→ Material to process
········

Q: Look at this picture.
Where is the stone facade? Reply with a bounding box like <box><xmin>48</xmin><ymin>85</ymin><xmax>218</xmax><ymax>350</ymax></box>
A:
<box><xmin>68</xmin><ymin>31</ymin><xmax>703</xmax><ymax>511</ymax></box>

········

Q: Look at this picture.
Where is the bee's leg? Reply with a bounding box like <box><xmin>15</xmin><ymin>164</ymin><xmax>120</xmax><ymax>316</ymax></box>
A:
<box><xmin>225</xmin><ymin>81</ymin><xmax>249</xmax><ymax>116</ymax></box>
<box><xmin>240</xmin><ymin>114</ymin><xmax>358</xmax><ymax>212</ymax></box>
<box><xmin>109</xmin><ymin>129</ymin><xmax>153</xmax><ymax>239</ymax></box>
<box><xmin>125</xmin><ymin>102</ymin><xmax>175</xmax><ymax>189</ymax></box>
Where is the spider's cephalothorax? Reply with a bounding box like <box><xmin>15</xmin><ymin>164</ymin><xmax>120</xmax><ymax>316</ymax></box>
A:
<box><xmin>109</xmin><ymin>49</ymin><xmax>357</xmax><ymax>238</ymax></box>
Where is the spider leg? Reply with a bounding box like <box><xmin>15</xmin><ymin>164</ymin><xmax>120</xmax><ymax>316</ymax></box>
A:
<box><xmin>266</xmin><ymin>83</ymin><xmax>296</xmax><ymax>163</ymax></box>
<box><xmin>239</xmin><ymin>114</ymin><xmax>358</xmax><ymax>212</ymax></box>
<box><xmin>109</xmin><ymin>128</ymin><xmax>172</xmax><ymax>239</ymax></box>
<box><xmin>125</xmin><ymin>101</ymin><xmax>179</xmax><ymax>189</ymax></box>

········

→ What is needed
Pull out every line above that contains the word "Reply" and copy each one in full.

→ Response for this exercise
Where is the stone facade? Reply with a bounding box like <box><xmin>48</xmin><ymin>85</ymin><xmax>218</xmax><ymax>350</ymax></box>
Where is the bee's leg? Reply with a bounding box like <box><xmin>15</xmin><ymin>164</ymin><xmax>120</xmax><ymax>316</ymax></box>
Where is the spider's cephalothorax? Reply with a bounding box like <box><xmin>15</xmin><ymin>164</ymin><xmax>120</xmax><ymax>316</ymax></box>
Where is the spider leg? Reply with a bounding box like <box><xmin>15</xmin><ymin>164</ymin><xmax>120</xmax><ymax>316</ymax></box>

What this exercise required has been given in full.